Aufgaben:
(1) Beantworte anhand des Textes über Tamara Lindeman:
(a) Über wie viele Jahre hat sie sich ihren eigenständigen Mix erarbeitet?
(b) Das wievielte Album ihres Projekts ist das nun vorliegende?
(c) Welches Instrument hat sie als Kind gelernt?
(2) Schreib aus dem Text über Tamara Lindeman den Abschnitt von „Die meisten Musiker“ bis einschließlich „aller Dinge sah.“ wortgetreu ab.
(3) Führe den Text über Tamara Lindeman nach seinem letzten Satz weiter.

Vorliegender Text:

======

Die meisten Musiker sind ja ganz zufrieden, wenn es ihnen gelungen ist, im Dschungel der sich heutzutage bietenden Möglichkeiten, einen eigenen Sound und eine eigene Identität gefunden zu haben. Bis zu ihrer letzten Scheibe, dem selbst betitelten Album „The Weather Station“ schien es so, dass die Kanadische Songwriterin und Projektleiterin Tamara Lindeman auch zu dieser Spezies gehören könnte – zumal sie sich im Laufe von 10 Jahren des Suchens und Tastens eher leise, zaghaft und auf bescheidene Weise einen eigenständigen Mix aus Folk, Folkpop, Indie-Rock und klassischem Songwriting erarbeitet hatte, dabei genauso oft auf das Weglassen wie das Hinzufügen setzte und eher in der Subtilität das Maß aller Dinge sah.
Das nun vorliegende, fünfte Album ist indes ganz anders geworden, als es die bisherige Laufbahn hätte vermuten lassen. Nicht nur, dass Tamara dieses Mal alle Songs auf dem Klavier statt der Gitarre schrieb (und spielte) – sie richtete Ihre Songs auch erstmals an geradlinigen, unerbittlichen Rhythmen aus, reicherte die Arrangements mit jazzigen Akzenten an und näherte sich auf der anderen Seite auch bislang eher verpönten, eher konventionellen Pop-Song-Strukturen an. Was hat denn diese Entwicklung ausgelöst?„Weißt Du, ich habe angefangen, mich zu wiederholen, als ich wie gewohnt zur Gitarre gegriffen habe, als ich die neuen Songs schrieb“, berichtet Tamara, „ich habe als Kind Klavier gelernt – aber eine lange Zeit gar keine Gedanken an dieses Instrument verschwendet. Mich dann erneut an ein Klavier zu setzen, war für mich eine schöne Möglichkeit, mich wieder mit etwas zu verbinden, was ich ein mal sehr gemocht hatte. Musikalisch hat das zu für mich neuen Emotionen und Ideen geführt. Auch, weil sich das so natürlich anfühlte. Davon mal abgesehen habe ich ja immer die Ambition, etwas zu erschaffen, was zusammen passt. Die Musik ist da, um die Ideen zu transportieren und die Ideen sind da, die Musik zu tragen. Es hat sich also letztlich alles schlicht genau richtig angefühlt.“ In einem älteren Interview erklärte Tamara ja ein Mal, dass Instrumente ihrer Meinung nach eine Seele besitzen. Hat ein Klavier dann vielleicht eine andere Art von Seele als eine Gitarre?

======

Übungsmaterial:
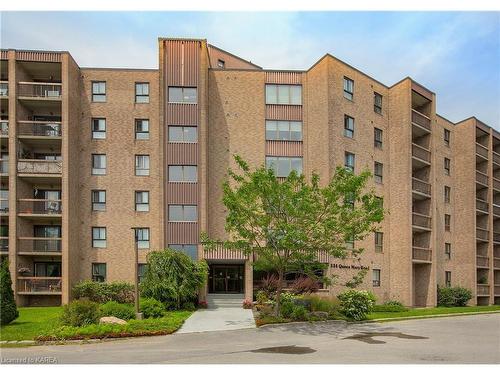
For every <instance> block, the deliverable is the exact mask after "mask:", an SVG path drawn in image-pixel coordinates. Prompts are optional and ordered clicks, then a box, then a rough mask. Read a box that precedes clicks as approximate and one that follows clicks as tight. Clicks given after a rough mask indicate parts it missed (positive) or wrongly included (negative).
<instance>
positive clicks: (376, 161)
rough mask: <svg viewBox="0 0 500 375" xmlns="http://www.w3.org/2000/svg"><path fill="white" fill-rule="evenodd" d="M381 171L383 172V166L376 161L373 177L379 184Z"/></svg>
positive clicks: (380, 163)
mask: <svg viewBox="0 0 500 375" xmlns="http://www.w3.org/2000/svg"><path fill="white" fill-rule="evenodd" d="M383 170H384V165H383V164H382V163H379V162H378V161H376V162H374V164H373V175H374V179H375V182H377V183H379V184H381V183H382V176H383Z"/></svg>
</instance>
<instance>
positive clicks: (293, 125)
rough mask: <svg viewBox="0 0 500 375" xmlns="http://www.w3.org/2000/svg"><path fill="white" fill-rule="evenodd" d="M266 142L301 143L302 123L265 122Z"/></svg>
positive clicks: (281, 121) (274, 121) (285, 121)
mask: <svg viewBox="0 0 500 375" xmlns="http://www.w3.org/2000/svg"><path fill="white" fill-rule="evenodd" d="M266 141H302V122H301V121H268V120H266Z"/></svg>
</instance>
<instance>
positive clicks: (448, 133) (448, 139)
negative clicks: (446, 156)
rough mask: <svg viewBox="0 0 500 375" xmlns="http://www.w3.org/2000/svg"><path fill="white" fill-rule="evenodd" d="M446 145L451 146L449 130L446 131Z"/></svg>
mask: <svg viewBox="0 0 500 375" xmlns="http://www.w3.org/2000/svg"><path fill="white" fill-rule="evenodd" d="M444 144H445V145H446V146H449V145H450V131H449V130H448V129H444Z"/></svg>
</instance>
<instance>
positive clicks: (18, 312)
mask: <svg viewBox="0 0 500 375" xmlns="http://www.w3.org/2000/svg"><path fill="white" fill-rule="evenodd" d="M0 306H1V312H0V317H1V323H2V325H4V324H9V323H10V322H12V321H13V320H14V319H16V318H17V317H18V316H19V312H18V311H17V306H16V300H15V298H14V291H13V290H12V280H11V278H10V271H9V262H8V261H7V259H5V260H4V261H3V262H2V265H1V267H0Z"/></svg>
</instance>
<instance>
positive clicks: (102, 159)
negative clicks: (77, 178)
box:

======

Antworten:
(1)
(a) Über 10 Jahre.
(b) Das fünfte.
(c) Klavier.

(2)
Die meisten Musiker sind ja ganz zufrieden, wenn es ihnen gelungen ist, im Dschungel der sich heutzutage bietenden Möglichkeiten, einen eigenen Sound und eine eigene Identität gefunden zu haben. Bis zu ihrer letzten Scheibe, dem selbst betitelten Album „The Weather Station“ schien es so, dass die Kanadische Songwriterin und Projektleiterin Tamara Lindeman auch zu dieser Spezies gehören könnte – zumal sie sich im Laufe von 10 Jahren des Suchens und Tastens eher leise, zaghaft und auf bescheidene Weise einen eigenständigen Mix aus Folk, Folkpop, Indie-Rock und klassischem Songwriting erarbeitet hatte, dabei genauso oft auf das Weglassen wie das Hinzufügen setzte und eher in der Subtilität das Maß aller Dinge sah.

(3)
„Ja – das ist ein interessanter Gedanke“, überlegt Tamara, „und zwar deshalb, weil man nicht immer das selbe Klavier spielen kann. Man muss dann versuchen, eine Verbindung mit dem Instrument aufzubauen, das halt gerade in dem Club oder dem Studio steht, wo man sich befindet. Aber tatsächlich erfühle ich grundsätzlich die Instrumente, auf denen ich spiele und versuche, eine Verbindung damit einzugehen. Ich würde aber sagen, dass meine enge Beziehung – und zuweilen gar Besessenheit - zu bestimmten Instrumenten mich zuweilen sogar eingeschränkt hatte und dass ich mich diesbezüglich etwas zurückhalten sollte – besonders auf dieser Scheibe. Ich bemühte mich hier, etwas mehr der Melodie als dem Klang von Instrumenten zu vertrauen.“
Und wie kam es dann mit der Beschäftigung mit geradlinigen Rhythmen?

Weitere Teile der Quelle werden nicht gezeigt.